• Passage extrait:

------------------------------------------------

En 1949, le Japon est en ruine. Quatre ans se sont écoulés
depuis la fin de la deuxième guerre mondiale, mais
l’économie du pays demeure moribonde. Les villes les plus importantes,
détruites et brûlées durant la guerre, ne sont pas encore
en reconstruction. Seuls deux trains par jour circulent sur le plus important
réseau ferroviaire du pays, reliant Tokyo à Osaka.
L’hyperinflation rend le commerce impossible. Les biens industriels que
la guerre ait épargnés, tels les usines et centrales
électriques, ont été démantelés par
l’armée de l’occupation en tant que
‘réparations de guerre’, et transportées à
l’étranger. Le gouvernement précédent a
été dissolu, et une nouvelle constitution et un nouveau
gouvernement sont établis. La population est au bord de la famine.
Voici
ce à quoi ressemblait le commencement de l’une des plus
spectaculaires évolutions technologiques du XXe siècle.
En
comparaison à ce qu’était la situation au Japon, les
problèmes actuels de la Grèce sont dérisoires. Les
banques sont insolvables ? Ce n’est là qu’un
problème de comptabilité. Assistez de vos propres yeux au
bombardement de vos villes, et au massacre de vos jeunes sur les îles
du Pacifique... Le gouvernement fait défaut ? Et alors.
L’hyperinflation ? Elle n’est pas encore en vue.
L’occupation d’un pays par une force militaire hostile ?
Cette situation ne fait aujourd’hui partie des inquiétudes de
personne.
Rien
de bien méchant ne s’est jusqu’alors abattu sur la
Grèce. Le défaut et l’insolvabilité ne sont rien
qu’un simple ajustement de bilans financiers. Pourquoi la Grèce
ne pourrait-elle pas surmonter vingt années de dépenses
excessives, comme le Japon l’a fait dans les années 1950 et
1960 ?
De
nombreuses personnes acceptent le fait que les conséquences de ces
dépenses excessives se manifesteront inévitablement par une
génération entière de stagnation et de déclin.
C’est en réalité une situation relativement commune. Il
n’est pas rare de voir des pays ayant autrefois été
prometteurs s’effondrer pour ne jamais vraiment se relever.
L’Argentine, fut un temps, était le pays le plus riche du monde
– son nom lui-même signifie ‘pays de la monnaie’. Il
n’en est pas moins qu’aujourd’hui, elle a du mal à
être reconnue en tant que ‘marché émergeant’.
Qui
sait, les Etats-Unis sont peut-être aujourd’hui sur le point de
subir le même déclin ?

------------------------------------------------

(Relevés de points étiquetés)
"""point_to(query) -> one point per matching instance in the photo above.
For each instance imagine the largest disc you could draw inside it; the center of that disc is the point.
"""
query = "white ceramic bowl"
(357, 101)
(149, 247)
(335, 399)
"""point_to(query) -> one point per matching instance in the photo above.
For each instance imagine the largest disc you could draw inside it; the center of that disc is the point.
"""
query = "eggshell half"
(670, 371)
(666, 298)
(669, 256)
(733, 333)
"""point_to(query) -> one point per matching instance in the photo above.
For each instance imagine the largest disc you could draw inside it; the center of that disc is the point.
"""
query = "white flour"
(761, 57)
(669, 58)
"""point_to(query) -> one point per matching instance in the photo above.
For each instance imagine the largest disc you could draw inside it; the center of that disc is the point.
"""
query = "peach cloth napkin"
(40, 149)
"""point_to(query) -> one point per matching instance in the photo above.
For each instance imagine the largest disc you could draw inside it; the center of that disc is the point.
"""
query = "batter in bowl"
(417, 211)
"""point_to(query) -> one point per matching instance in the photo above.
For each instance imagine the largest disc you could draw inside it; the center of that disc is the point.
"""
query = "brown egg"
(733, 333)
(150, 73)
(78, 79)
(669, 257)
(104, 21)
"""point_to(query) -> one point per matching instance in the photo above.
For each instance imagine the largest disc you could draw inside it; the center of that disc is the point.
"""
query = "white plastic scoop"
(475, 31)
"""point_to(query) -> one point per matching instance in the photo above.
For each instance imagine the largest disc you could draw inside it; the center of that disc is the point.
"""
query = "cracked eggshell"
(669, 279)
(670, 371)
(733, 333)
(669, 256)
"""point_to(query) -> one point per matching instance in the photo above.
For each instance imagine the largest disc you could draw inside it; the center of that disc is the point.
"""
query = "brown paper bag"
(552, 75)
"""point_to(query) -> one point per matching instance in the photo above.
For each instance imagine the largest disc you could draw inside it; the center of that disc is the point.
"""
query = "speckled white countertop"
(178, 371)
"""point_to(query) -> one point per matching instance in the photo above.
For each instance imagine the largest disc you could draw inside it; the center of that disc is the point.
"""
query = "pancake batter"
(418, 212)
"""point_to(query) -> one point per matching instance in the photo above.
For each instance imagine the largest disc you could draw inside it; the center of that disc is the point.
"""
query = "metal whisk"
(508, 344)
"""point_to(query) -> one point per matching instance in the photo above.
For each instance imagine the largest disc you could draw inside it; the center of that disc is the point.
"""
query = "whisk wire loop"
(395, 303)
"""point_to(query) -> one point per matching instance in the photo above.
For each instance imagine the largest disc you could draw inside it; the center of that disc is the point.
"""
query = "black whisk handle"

------------------------------------------------

• Actions requises:
1: Résumez en deux phrases le passage sur le Japon d'après-guerre.
2: Rédigez la suite du passage sur le Japon d'après-guerre, en partant de sa dernière phrase.
Les relevés n'ont aucun rapport avec le passage sur le Japon d'après-guerre.

• Liste des réponses:
1: En 1949, le Japon est en ruine, avec une économie moribonde, des villes détruites, une hyperinflation, des biens industriels démantelés par l'armée d'occupation et une population au bord de la famine, et c'est pourtant le commencement de l'une des plus spectaculaires évolutions technologiques du XXe siècle. En comparaison, les problèmes de la Grèce sont dérisoires, mais beaucoup s'attendent à ce que ses dépenses excessives entraînent une génération de stagnation et de déclin, comme celui de l'Argentine, autrefois le pays le plus riche du monde, et peut-être bientôt celui des États-Unis.

2:
J’ai
souvent répété que la formule magique pour le
succès économique n’est autre que ‘faibles taxes + monnaie
stable’. Aujourd’hui, il semblerait que la Grèce fasse
tout le contraire. Les citoyens du pays appellent à la création
d’une nouvelle drachme, dont le seul objectif semble être la
dévaluation. L’unique raison pour laquelle instaurer une
nouvelle monnaie serait que cette dernière puisse apporter plus de
stabilité et être plus fiable que l’Euro. Qu’en
est-il des taxes ? Le gouvernement Grec ne cesse de les augmenter, bien
que le seul résultat qui semble en découler soit une
détérioration de l’économie et une hausse de la
fraude fiscale. Cela ne permet pas uniquement une réduction des
rentrées fiscales, mais rend également les citoyens de plus en
plus dépendants face aux services sociaux et aides de l’Etat,
avec des dépenses gouvernementales impossible à réduire.
La
Grèce est aujourd’hui en chemin vers vingt années de
détérioration. C’est du moins ce que tout le monde croit.
Son
destin pourrait néanmoins être différent. La reprise du
Japon a commencé avec un rêve s’étant
développé parmi les hommes politiques et la classe des
affaires. Dans leurs esprits, le Japon finirait par renaître de ses
cendres et devenir une nation prospère.
Ce
rêve déboucha rapidement sur l’élaboration
d’un plan d’action. La situation de 1949, faite
d’hyperinflation et d’augmentation incessante des taxes,
n’allait simplement pas de pair avec l’idée d’un
Japon prospère. Les dirigeants du pays ont donc pris des initiatives
en ce sens.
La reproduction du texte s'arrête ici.